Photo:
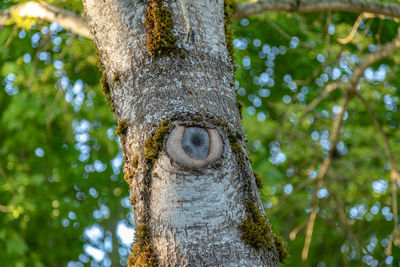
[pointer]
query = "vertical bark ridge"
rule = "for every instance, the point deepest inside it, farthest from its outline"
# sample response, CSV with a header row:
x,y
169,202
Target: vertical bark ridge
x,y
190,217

- - - -

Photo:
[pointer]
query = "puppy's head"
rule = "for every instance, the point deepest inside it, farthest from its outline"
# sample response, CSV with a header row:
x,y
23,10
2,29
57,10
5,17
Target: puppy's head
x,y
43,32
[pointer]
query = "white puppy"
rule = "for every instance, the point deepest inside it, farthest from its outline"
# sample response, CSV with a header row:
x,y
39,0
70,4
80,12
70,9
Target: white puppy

- - - -

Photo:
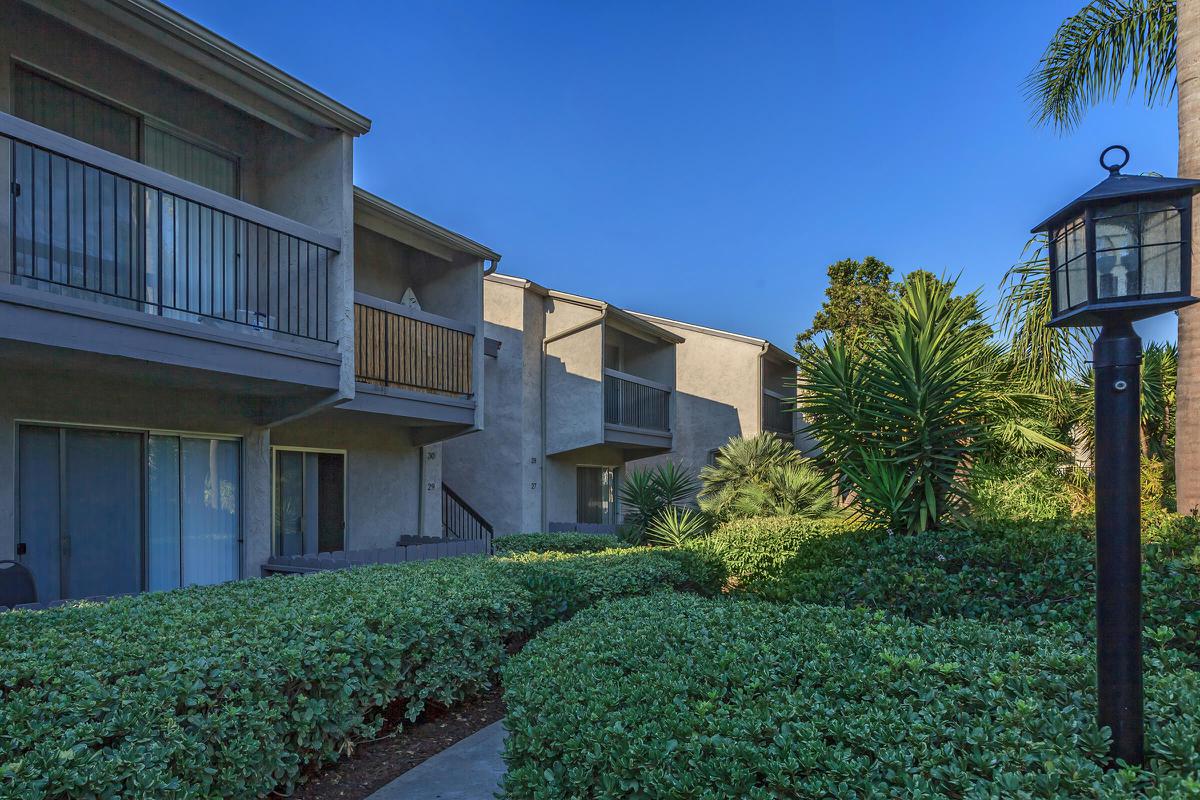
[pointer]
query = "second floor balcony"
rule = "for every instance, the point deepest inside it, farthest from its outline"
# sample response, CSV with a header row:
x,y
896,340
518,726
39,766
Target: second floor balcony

- - - -

WHAT YOU NEED TO DO: For every line of the records that includes the string "white", add one to a tally; the answer is that tally alone.

SOLUTION TO THE EXERCISE: 2